| Quoted passage |
┄┄┄┄┄┄┄┄┄┄
(E9) Fuses and Electric Shock
Fuses and Circuit Breakers
A fuse or a circuit breaker automatically disconnects a circuit from the electric power the moment more current is drawn than its design allows. Electrical codes require one or the other to be installed at the point where power first enters a building. The electric supply to a home is usually divided into several circuits, each with its own fuse or breaker, of a rating appropriate for the thickness of the circuit's wires. That way, if the power is interrupted in part of the home, the rest of the home stays connected.
A fuse is an insert plugged into the circuit, containing a piece of a special wire, able to carry a regular current for a long time without wearing out, but melting quickly if the current, say, doubles in intensity. The fuses one buys either screw into sockets like those of light bulbs, or are (like car fuses) short insulated tubes with metal ends, fitting into clips that hold them.
┄┄┄┄┄┄┄┄┄┄
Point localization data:
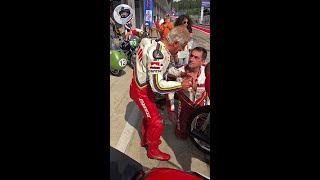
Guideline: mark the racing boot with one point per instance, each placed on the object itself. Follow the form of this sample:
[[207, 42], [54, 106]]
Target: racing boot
[[155, 153]]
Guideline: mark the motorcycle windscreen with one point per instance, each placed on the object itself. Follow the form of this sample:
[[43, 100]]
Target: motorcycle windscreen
[[168, 173], [122, 167]]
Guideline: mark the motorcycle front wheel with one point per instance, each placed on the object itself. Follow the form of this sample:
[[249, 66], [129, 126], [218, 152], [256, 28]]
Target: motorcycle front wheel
[[116, 72], [199, 137]]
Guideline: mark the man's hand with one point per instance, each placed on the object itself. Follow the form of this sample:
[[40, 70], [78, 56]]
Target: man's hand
[[172, 116], [186, 83]]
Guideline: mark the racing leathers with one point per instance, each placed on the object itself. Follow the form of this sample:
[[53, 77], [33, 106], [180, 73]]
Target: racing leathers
[[152, 62], [188, 100]]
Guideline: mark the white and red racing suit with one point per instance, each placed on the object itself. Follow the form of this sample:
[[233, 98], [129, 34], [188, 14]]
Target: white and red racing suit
[[188, 101], [148, 78]]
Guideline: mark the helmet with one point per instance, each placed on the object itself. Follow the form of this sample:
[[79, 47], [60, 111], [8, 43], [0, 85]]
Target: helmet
[[133, 43], [122, 14]]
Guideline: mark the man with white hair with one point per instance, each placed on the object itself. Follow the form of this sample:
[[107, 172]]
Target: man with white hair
[[151, 65]]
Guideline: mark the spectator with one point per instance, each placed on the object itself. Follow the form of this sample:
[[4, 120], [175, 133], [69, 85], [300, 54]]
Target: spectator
[[166, 27], [147, 30], [148, 79]]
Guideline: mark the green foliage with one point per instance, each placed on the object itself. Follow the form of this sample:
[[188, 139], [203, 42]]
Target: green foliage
[[191, 7]]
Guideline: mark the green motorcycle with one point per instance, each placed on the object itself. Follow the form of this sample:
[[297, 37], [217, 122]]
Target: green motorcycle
[[118, 59]]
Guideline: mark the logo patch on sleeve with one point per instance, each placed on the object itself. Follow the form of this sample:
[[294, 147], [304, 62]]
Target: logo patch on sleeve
[[155, 65]]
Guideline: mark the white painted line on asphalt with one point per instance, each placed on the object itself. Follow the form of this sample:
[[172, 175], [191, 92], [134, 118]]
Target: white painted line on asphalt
[[128, 130]]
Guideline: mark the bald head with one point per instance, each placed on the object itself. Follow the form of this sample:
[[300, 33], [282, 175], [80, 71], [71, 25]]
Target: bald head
[[179, 34]]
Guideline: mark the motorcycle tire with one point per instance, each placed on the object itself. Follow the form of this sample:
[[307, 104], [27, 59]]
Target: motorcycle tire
[[200, 113]]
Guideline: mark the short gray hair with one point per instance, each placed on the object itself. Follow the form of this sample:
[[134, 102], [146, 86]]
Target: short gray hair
[[179, 34]]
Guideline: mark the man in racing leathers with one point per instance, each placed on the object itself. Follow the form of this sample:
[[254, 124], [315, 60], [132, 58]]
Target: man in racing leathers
[[192, 98], [151, 64]]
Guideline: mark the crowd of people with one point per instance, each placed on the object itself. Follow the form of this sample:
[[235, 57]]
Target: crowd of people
[[168, 65]]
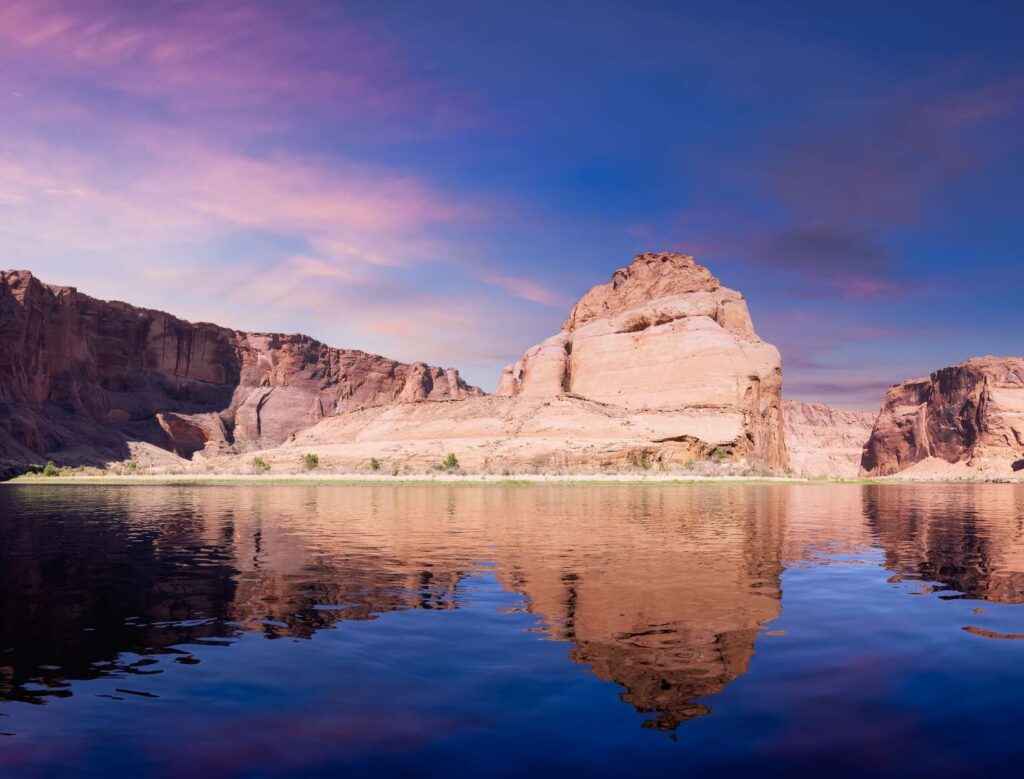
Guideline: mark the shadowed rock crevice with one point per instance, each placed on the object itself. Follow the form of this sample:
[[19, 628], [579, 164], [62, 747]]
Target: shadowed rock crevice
[[83, 380]]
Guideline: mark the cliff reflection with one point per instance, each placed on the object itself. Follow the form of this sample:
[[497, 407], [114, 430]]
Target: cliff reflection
[[968, 542], [659, 590]]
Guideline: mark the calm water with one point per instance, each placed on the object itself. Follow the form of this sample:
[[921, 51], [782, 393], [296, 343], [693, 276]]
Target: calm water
[[455, 631]]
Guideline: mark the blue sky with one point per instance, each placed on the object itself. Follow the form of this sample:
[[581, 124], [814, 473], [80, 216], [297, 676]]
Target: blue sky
[[440, 181]]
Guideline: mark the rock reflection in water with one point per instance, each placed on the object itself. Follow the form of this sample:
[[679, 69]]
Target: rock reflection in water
[[660, 590], [968, 542]]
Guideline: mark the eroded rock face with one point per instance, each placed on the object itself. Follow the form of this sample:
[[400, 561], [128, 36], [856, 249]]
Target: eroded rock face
[[665, 336], [970, 415], [80, 377], [825, 441]]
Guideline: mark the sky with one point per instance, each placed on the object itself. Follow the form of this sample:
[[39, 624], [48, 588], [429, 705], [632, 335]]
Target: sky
[[440, 181]]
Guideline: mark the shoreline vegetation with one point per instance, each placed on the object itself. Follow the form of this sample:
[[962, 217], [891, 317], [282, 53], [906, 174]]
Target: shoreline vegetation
[[73, 477]]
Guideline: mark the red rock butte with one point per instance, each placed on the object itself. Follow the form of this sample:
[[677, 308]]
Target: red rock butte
[[660, 366]]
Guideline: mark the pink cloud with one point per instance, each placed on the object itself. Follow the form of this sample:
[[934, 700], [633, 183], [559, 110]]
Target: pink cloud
[[525, 289], [225, 56]]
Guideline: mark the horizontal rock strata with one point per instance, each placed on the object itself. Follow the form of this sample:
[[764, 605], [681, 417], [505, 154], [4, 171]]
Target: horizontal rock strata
[[81, 378], [825, 441], [662, 337], [969, 416]]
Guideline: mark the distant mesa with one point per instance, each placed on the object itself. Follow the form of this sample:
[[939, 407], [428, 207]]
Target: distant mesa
[[964, 420], [81, 379], [662, 366]]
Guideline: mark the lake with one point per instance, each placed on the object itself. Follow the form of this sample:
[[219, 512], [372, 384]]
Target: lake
[[457, 630]]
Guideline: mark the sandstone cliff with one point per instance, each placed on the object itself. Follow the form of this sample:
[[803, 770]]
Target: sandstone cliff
[[824, 441], [658, 369], [80, 378], [665, 336], [662, 366], [969, 418]]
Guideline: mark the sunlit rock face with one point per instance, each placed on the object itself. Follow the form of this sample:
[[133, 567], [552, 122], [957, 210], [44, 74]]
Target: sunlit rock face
[[961, 420], [825, 441], [658, 368], [80, 377], [664, 336]]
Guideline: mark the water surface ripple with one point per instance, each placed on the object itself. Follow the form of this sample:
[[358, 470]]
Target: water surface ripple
[[257, 631]]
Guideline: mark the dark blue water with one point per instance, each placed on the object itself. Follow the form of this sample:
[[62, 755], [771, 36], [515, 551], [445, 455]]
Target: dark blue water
[[450, 631]]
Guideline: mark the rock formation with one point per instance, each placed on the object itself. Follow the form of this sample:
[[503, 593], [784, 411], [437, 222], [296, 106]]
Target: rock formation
[[665, 336], [662, 365], [824, 441], [80, 378], [965, 419]]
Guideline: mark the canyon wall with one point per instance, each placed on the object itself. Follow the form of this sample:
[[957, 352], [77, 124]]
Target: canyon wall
[[80, 378], [824, 441], [665, 336], [968, 419], [662, 366]]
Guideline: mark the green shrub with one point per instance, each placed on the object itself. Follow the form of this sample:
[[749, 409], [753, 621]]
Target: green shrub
[[639, 461]]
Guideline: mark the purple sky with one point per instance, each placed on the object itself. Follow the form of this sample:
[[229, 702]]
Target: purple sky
[[439, 181]]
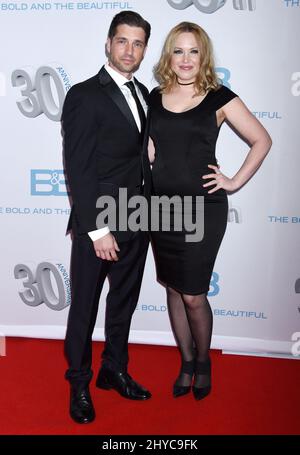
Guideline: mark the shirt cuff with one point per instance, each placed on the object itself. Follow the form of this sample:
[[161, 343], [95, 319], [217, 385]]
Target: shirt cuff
[[98, 233]]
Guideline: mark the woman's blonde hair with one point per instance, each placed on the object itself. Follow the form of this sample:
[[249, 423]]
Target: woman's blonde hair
[[206, 79]]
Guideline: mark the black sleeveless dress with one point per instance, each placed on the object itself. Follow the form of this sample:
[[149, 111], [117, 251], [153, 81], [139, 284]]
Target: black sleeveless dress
[[184, 146]]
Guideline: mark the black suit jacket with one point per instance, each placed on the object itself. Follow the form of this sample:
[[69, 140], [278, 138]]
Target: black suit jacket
[[102, 148]]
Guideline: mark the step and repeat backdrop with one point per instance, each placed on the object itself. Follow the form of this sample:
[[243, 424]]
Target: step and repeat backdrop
[[45, 48]]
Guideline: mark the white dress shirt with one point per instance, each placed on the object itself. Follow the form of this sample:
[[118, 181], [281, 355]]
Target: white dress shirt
[[120, 80]]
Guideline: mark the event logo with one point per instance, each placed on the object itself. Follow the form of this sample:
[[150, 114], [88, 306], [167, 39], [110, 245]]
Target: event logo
[[2, 345], [296, 85], [296, 346], [292, 3], [297, 289], [214, 287], [211, 6], [224, 75], [267, 115], [38, 284], [43, 90], [234, 214], [2, 84], [48, 182]]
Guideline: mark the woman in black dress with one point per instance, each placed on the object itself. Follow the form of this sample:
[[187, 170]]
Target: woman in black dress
[[186, 112]]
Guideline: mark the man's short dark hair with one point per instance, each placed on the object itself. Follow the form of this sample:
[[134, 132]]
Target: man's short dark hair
[[133, 20]]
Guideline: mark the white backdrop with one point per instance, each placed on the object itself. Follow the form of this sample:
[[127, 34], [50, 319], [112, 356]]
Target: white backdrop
[[48, 46]]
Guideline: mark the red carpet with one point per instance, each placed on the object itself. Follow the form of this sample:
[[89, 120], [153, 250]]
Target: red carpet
[[251, 395]]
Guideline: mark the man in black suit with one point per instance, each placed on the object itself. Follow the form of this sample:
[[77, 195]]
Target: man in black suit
[[103, 121]]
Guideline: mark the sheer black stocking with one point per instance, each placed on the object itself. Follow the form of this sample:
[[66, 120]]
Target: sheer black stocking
[[191, 321]]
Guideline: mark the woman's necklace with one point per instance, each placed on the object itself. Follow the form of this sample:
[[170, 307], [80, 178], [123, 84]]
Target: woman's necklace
[[189, 83]]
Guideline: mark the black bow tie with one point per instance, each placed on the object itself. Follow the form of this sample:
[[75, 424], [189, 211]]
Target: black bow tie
[[140, 109]]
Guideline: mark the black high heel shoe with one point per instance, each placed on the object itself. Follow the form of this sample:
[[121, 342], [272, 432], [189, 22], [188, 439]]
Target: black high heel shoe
[[187, 367], [203, 372]]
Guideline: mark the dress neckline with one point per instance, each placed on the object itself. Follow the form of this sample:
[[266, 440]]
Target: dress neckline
[[188, 110]]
┄┄┄┄┄┄┄┄┄┄
| What this task involves |
Repeat the text on fuses and electric shock, beginning at the words "A fuse is an" and stopping after "that hold them.", with "special wire" renamed to "fusible wire".

| Written response |
A fuse is an insert plugged into the circuit, containing a piece of a fusible wire, able to carry a regular current for a long time without wearing out, but melting quickly if the current, say, doubles in intensity. The fuses one buys either screw into sockets like those of light bulbs, or are (like car fuses) short insulated tubes with metal ends, fitting into clips that hold them.